• 問題:
1/ 本文によれば、最小限度の調整能力を有する市長であれば何ができたとされているか、そのすべてを挙げよ。
2/ 本文に基づいて次の問いに答えよ。
(a) 泉市長は、どのような事業であるとして事業を強行したか。
(b) 市長が議会の議決を得ずに独断で行ったことは、括弧内で何と呼ばれているか。
(c) 郵送方法について、どのような送付に軌道修正していればよかったとされているか。

• 本文:
::::::::
議会で指摘された事項は、いずれも正鵠を射たものであり、本来であればこれらの指摘を踏まえ、事業の内容を見直すべきものです。ところが、泉市長は、緊急性が高い事業であるとして、議会の議決が得られないまま、独断(専決処分)で事業を強行したのです。

 

最小限度の調整能力を有する市長であれば、議会側と協議し、ある程度は議会の意向も踏まえて事業を見直し、スムーズに事業実施にこぎ着けることが出来たことでしょう。しかしながら、泉房穂なる調整能力が皆無の市長は、協議を試みること無く、対立の道を自ら選んでしまったのです。

 

上述のとおり、議会では幾つもの疑念が示されましたが、せめて郵送方法に関して、1人づつ個人単位での郵送にこだわらず、世帯単位での送付に軌道修正していれば、議会との妥協が成立し、何ら禍根を残すこと無く円満に事業を実施できたはずです。
::::::::
• 入力データ:
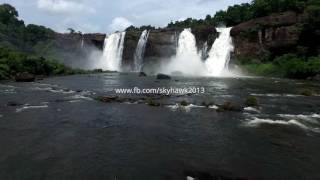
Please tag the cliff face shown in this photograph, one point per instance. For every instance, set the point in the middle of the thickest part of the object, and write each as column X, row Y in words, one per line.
column 273, row 35
column 77, row 40
column 262, row 36
column 130, row 43
column 162, row 43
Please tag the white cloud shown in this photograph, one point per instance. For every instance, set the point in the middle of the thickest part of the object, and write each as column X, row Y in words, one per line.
column 64, row 6
column 119, row 24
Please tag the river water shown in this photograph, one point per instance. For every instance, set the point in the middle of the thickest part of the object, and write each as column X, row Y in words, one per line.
column 54, row 129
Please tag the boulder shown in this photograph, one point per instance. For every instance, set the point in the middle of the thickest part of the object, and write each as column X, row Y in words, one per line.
column 142, row 74
column 229, row 106
column 163, row 76
column 25, row 77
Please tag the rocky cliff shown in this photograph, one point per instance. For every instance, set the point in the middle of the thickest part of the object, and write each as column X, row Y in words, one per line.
column 267, row 37
column 77, row 40
column 162, row 43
::::::::
• 解答:
1/
・議会側と協議する
・ある程度は議会の意向も踏まえて事業を見直す
・スムーズに事業実施にこぎ着ける

2/
(a) 緊急性が高い事業
(b) 専決処分
(c) 1人づつ個人単位ではなく、世帯単位での送付